I started learning Python a few days ago in order to build a basic site in order to compile some statistics from BOINC projects eg SETI@home etc.
Basically the site does:
- Download gz files
- Uncompress gz files into xml files
- Build xml info into data structures
- Write data structures back into cvs files
In total there are 34 .gz files from 34 different BOINC projects.
All the code is now finished and works, however the .gz file from one project refuses to parse, whereas the other 34 work fine.
The file is:
user.gz
from
http://www.rnaworld.de/rnaworld/stats/
These are the errors that I am getting:
Traceback (most recent call last):
File "C:/Users/chris/PycharmProjects/testproject1/rnaw100.py", line 77, in <module>
for event, elem in ET.iterparse(str(x_file_name2), events=("start", "end")):
File "C:\Users\chris\AppData\Local\Programs\Python\Python38-32\lib\xml\etree\ElementTree.py", line 1227, in iterator
yield from pullparser.read_events()
File "C:\Users\chris\AppData\Local\Programs\Python\Python38-32\lib\xml\etree\ElementTree.py", line 1302, in read_events
raise event
File "C:\Users\chris\AppData\Local\Programs\Python\Python38-32\lib\xml\etree\ElementTree.py", line 1274, in feed
self._parser.feed(data)
xml.etree.ElementTree.ParseError: not well-formed (invalid token): line 1, column 0
This is the code that downloads the .gz file and parse's the XML: (I have left out var declarations etc)

— STORED RECORDS —
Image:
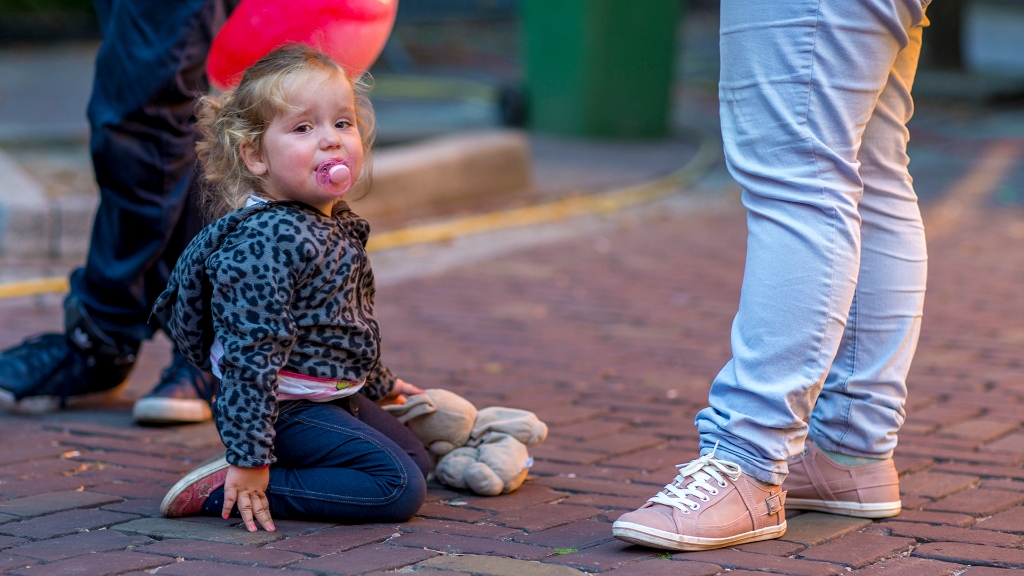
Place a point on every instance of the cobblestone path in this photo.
(612, 341)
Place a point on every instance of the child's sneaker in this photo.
(818, 483)
(186, 497)
(711, 504)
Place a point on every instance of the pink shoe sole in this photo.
(186, 497)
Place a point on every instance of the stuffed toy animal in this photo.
(496, 460)
(442, 420)
(488, 456)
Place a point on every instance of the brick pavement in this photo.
(613, 342)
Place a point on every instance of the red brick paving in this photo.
(614, 350)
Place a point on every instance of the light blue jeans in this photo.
(815, 96)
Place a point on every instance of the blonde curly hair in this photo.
(243, 114)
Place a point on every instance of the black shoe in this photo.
(183, 395)
(47, 372)
(50, 371)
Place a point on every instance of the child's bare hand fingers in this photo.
(230, 495)
(261, 509)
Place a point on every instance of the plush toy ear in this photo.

— WRITTEN EXERCISE —
Please write the next part of the forum post about the Python script that fails to parse one BOINC project's statistics file, picking up right after its last sentence.

— RESULT OF THIS TASK —
As a newbie I am finding it difficult to understand what is wrong, as (a) the errors refers to a Python core file eg ElementTree.py, and (b) I can't understand why a .gz file which many other BOINC stat sites are using wont work here, and (c) why my code works on 34 files, but not this 1.
response = requests.get(url2, stream=True)
if response.status_code == 200:
with open(target_path2, 'wb') as f:
f.write(response.raw.read())
with gzip.open(target_path2, 'rb') as f_in:
with open(x_file_name2, 'wb') as f_out:
shutil.copyfileobj(f_in, f_out)
for event, elem in ET.iterparse(str(x_file_name2), events=("start", "end")):
if elem.tag == "total_credit" and event == "end":
tc=float(elem.text)
elem.clear
if elem.tag == "expavg_credit" and event == "end":
ac=float(elem.text)
elem.clear
if elem.tag == "id" and event == "end":
id=elem.text
elem.clear
if elem.tag == "cpid" and event == "end":
cpid=elem.text
elem.clear
if elem.tag == "name" and event == "end":
name = elem.text
elem.clear()
teamid=TEAMID
if elem.tag == "teamid" and event == "end":
if elem.text == TEAMID:
cnt=cnt+1
dic[id]={"Name":name,"CPID":cpid, "TC":tc, "AC":ac}
elem.clear()